* [TO BE DONE]:
Pull out every line of the rows below word for word, leaving out the pictures.

* [INFORMATION GIVEN]:
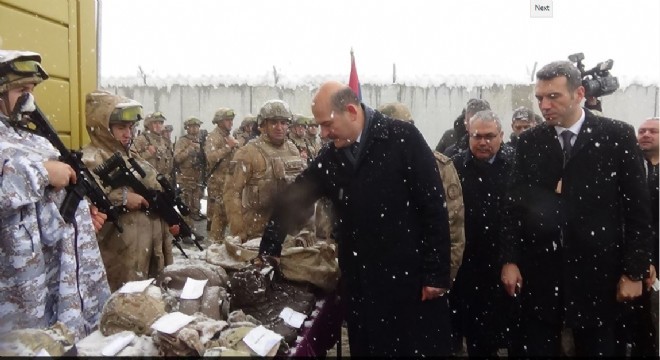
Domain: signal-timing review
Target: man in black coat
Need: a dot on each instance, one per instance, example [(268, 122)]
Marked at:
[(477, 298), (391, 226), (576, 235)]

* [EXPECTED ANSWER]:
Domain: signal-timing review
Target: man in black coat
Need: a dot on each instance, one per instance, example [(268, 122)]
Marked at:
[(477, 298), (391, 226), (576, 235)]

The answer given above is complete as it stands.